» 选文
OpenCL之简略的向量加法实现

OpenCL之简单的向量加法实现

  • 向量加法
    • 程序流程
    • 创建平台
    • 选择设备
    • 创建上下文
    • 创建命令队列
    • 创建程序对象
    • 编译程序
    • 开辟内存
    • 创建Kernel对象
    • 设置Kernel参数
    • 运行Kernel
    • 拷贝结果回主机
    • 释放资源
    • 完整代码
    • 效果截图
  • Hello World
    • 代码如下

向量加法

程序流程

OpenCL之简略的向量加法实现

创建平台

//创建平台对象
status = clGetPlatformIDs( 1, &platform, NULL );
注意:上式是选择默认的第一个平台。如果我们系统中安装不止一个opencl平台,如何选择自己需要的平台? 比如我现在安装了intel和NVIDIA平台。那么我们就需要进行一个选择判断。第一次调用是获取平台的数量,numPlatforms里面存的就是平台的数量。第二个是获取可用的平台。另外,我也没有增加错误检测之类的代码,但是我增加了一个 status 的变量,通常如果函数执行正确,返回的值是 0。

    /*Step1: Getting platforms and choose an available one.*/
    cl_uint numPlatforms;   //the NO. of platforms
    cl_platform_id platform = NULL; //the chosen platform
    cl_int  status = clGetPlatformIDs(0, NULL, &numPlatforms);
    if (status != CL_SUCCESS)

» 记录资料
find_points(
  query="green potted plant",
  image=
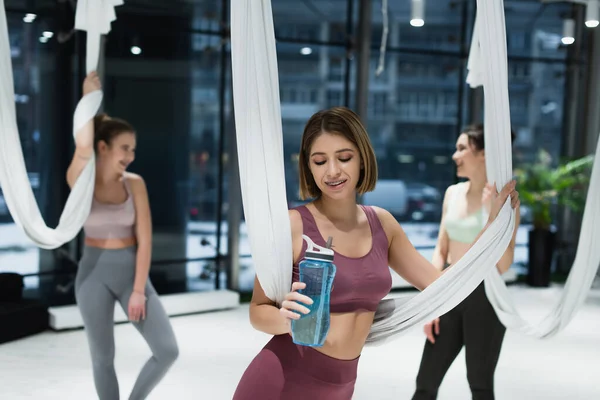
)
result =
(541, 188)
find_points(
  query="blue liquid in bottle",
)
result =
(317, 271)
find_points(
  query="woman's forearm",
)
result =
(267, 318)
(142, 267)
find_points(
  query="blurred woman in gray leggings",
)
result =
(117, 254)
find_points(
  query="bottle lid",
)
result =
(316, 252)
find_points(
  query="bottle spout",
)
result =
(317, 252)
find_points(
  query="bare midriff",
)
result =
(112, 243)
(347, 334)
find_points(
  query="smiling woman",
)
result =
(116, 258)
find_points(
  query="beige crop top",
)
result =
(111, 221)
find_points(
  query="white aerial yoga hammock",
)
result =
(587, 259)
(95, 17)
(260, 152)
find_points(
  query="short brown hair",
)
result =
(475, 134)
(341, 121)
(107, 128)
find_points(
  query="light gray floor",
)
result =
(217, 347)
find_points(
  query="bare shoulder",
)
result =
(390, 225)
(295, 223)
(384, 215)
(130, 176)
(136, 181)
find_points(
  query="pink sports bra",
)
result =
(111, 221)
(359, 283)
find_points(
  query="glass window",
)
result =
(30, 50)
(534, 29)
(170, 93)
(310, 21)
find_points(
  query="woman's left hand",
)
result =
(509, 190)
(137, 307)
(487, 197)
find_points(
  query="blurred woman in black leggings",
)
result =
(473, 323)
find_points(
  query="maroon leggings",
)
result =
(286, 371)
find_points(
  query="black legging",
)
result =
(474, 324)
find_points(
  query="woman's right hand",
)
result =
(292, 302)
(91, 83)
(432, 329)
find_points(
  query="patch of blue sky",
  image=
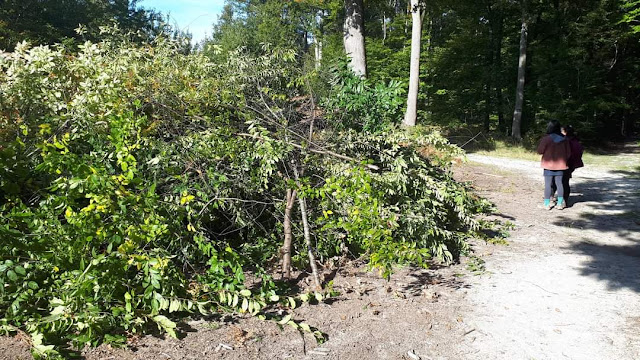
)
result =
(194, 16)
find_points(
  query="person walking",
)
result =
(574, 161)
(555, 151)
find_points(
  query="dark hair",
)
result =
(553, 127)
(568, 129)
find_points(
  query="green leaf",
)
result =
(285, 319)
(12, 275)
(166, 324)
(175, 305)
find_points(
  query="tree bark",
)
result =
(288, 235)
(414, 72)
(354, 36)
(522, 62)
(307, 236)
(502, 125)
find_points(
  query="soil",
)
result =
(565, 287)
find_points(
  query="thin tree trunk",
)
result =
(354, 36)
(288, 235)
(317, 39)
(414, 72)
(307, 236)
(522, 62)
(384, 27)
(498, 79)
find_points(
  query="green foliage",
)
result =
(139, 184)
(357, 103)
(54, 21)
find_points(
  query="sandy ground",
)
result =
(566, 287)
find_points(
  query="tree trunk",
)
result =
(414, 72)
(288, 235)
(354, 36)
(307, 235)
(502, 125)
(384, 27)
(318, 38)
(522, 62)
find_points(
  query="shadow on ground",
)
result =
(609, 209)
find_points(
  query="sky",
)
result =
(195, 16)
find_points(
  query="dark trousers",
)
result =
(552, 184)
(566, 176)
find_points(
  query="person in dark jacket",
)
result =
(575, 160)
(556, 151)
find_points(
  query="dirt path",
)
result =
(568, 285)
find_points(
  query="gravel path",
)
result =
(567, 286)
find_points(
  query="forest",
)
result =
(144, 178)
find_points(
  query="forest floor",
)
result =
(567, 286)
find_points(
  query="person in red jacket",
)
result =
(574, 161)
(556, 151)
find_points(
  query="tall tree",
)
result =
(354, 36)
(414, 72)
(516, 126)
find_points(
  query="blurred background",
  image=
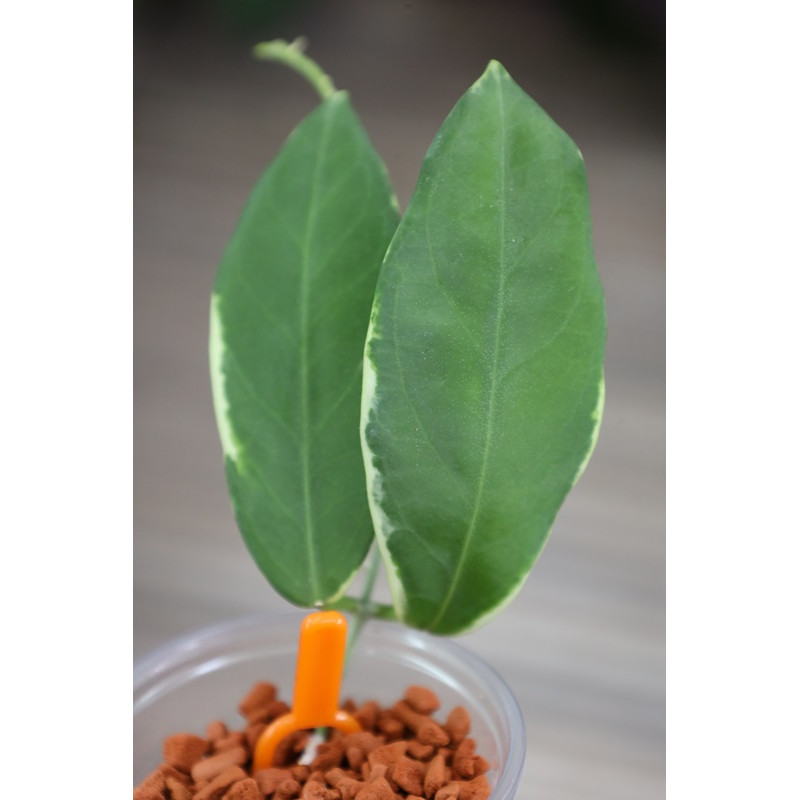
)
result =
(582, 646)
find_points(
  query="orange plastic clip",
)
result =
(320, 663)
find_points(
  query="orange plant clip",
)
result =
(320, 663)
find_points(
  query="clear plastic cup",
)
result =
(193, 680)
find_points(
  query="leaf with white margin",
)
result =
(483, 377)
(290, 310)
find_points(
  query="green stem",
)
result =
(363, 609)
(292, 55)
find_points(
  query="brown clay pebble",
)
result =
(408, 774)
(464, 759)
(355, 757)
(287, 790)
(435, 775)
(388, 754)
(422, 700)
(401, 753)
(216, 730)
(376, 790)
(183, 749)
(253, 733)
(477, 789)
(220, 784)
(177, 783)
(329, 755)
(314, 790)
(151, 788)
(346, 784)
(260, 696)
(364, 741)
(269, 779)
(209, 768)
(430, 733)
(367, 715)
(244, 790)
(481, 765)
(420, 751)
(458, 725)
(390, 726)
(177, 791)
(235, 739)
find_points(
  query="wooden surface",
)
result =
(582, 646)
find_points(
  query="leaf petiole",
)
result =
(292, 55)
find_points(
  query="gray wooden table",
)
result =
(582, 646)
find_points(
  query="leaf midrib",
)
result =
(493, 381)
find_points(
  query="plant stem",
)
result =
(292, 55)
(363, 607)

» 任务要求
请接着选文的结尾,续写这篇讲解OpenCL向量加法实现的选文。 上述记录是单独的材料,与选文彼此独立。

» 练习作答
    {
        cout << "Error: Getting platforms!" << endl;
        return FAILURE;
    }

    /*For clarity, choose the first available platform. */
    if(numPlatforms > 0)
    {
        cl_platform_id* platforms = (cl_platform_id* )malloc(numPlatforms* sizeof(cl_platform_id));
        status = clGetPlatformIDs(numPlatforms, platforms, NULL);
        platform = platforms[0];
        free(platforms);
    }

选择设备

询问设备名称,并选择一个。

/*Step 2:Query the platform and choose the first GPU device if has one.Otherwise use the CPU as device.*/
    cl_uint             numDevices = 0;
    cl_device_id        *devices;
    status = clGetDeviceIDs(platform, CL_DEVICE_TYPE_GPU, 0, NULL, &numDevices);    
    if (numDevices == 0)    //no GPU available.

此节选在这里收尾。